**Provided data**

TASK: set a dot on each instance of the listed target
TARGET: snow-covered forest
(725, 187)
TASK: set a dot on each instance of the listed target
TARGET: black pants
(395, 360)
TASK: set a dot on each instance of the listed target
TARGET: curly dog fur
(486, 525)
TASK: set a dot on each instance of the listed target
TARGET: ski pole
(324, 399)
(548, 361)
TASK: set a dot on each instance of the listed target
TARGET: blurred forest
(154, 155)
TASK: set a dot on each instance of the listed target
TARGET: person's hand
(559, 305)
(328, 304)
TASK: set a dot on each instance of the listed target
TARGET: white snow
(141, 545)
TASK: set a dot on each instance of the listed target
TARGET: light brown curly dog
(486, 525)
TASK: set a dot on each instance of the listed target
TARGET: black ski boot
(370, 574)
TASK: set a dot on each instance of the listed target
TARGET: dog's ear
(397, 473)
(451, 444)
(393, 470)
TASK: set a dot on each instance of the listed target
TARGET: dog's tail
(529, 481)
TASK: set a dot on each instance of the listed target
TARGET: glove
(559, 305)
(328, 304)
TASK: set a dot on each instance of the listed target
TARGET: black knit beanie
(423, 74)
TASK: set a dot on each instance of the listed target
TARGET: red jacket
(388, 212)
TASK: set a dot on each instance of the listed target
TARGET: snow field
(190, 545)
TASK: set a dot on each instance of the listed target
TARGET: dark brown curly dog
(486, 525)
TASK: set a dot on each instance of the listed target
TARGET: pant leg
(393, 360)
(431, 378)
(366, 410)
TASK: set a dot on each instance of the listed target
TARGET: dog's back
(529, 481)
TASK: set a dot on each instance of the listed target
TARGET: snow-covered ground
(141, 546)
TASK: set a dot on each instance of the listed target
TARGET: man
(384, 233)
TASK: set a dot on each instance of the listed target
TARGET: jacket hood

**Task objective**
Show each line of the rows above that contains the word “curly”. Only matches with the same capitalization count.

**Task answer**
TARGET: curly dog fur
TARGET: light brown curly dog
TARGET: dark brown curly dog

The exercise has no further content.